Text under study =>
++++++

Putin’s intransigence set in motion the events leading to the invasion of Ukraine. By early 2021, he had already begun building up Russian forces along Ukraine’s borders.
REMEMBER MARIUPOL: ITS DESTRUCTION MAY BE ONE OF PUTIN’S BIGGEST BLUNDERS
When the war started, Putin’s propaganda claimed the “special military operation” was intended to defend Russian-speakers in Ukraine and that civilian residential areas would not be targeted. It’s obvious that both Ukrainian and Russian lives don’t matter to the despot sitting in the Kremlin—and Mariupol is the most tragic example of that.
“To do this to a peaceful city, what the occupiers did, is a terror that will be remembered for centuries to come,” Zelenskyy said in a video address to the nation over the weekend.
The fall of Mariupol would be a strategic win for Russia. It would secure a land corridor between Crimea and the Russian-held areas of the Donbas region, freeing up Russian troops to advance in different directions. It would also deal a major blow to Ukraine’s economy because the port city is a key export hub for the country’s exports of steel, coal, and agricultural products. But at the same time it would be a pyrrhic victory for Putin.
Russian-speaking Ukrainians are not welcoming the invaders as liberators but instead rallying to the side of the Ukrainian government. How many of them would still support closer economic ties to Russia and its collapsing economy?
That was evident in a recent Daily Beast report out of the port city of Odesa, which has many Russian-speakers and is under threat of attack. Tina Shumilova, 38, had worked as a reporter In Moscow for the main state-funded TV network Channel One, but moved back to Odesa several years ago to use her savings to become co-owner of a popular strip club, which she described as a “much more honorable profession.”
She was volunteering as a logistical coordinator at a food hall which was being used to coordinate the distribution of food, medical supplies, and other essentials to the city’s residents. Shumilova said she has been training to fight alongside the military if Russian troops attacked the port city. “I will fight for my country until the end. Why? Because it is our country, not Putin’s, not these Russians!” she told The Daily Beast.

++++++

Exercise aim => Please write what comes next in the article on Mariupol and Russia's war in Ukraine, picking up right after its final sentence.

Data provided =>
++++++

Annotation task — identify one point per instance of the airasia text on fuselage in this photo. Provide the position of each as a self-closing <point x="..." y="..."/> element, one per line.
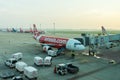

++++++

Answer to this problem =>
And then there’s one of Ukraine’s wealthiest oligarchs, Rinat Akhmetov, the owner of the Mariupol-based mining conglomerate Metinvest. The company’s Azovstal plant, one of the largest steel mills in Europe, has been badly damaged in the bombing and street fighting in Mariupol. In the past, Akhmetov, who is an ethnic Volga Tatar and Sunni Muslim, was noted as a financier and unofficial leader of the pro-Russian Party of Regions. He was actually the person who introduced Paul Manafort to the party’s then-presidential candidate Yanukovych, who hired the American as a political consultant.
But even though he was a political opponent of Zelenskyy, Akhmetov declared in a Forbes interview published on March 10: “What is unfolding here is a war crime and a crime against humanity, against Ukraine and the Ukrainians. This can neither be explained nor justified."
Akhmetov replied to written questions from Forbes Ukraine from an undisclosed location in western Ukraine. “I can't wrap my head around the fact that Mariupol is in a complete blockade in 2022, that people are forced to hide in the workshops of our production plants. It is impossible to hear or talk about it without tears in your eyes that people melt snow and drink meltwater to stay alive. That a 6-year-old girl died of dehydration under rubble at the center of Europe."
Asked what would be a victory for Ukraine, Akhmetov responded: “A total ceasefire, complete withdrawal of Russian troops from Ukraine, and full restoration of the internationally recognized borders of Ukraine. That includes the Crimea and Donbas."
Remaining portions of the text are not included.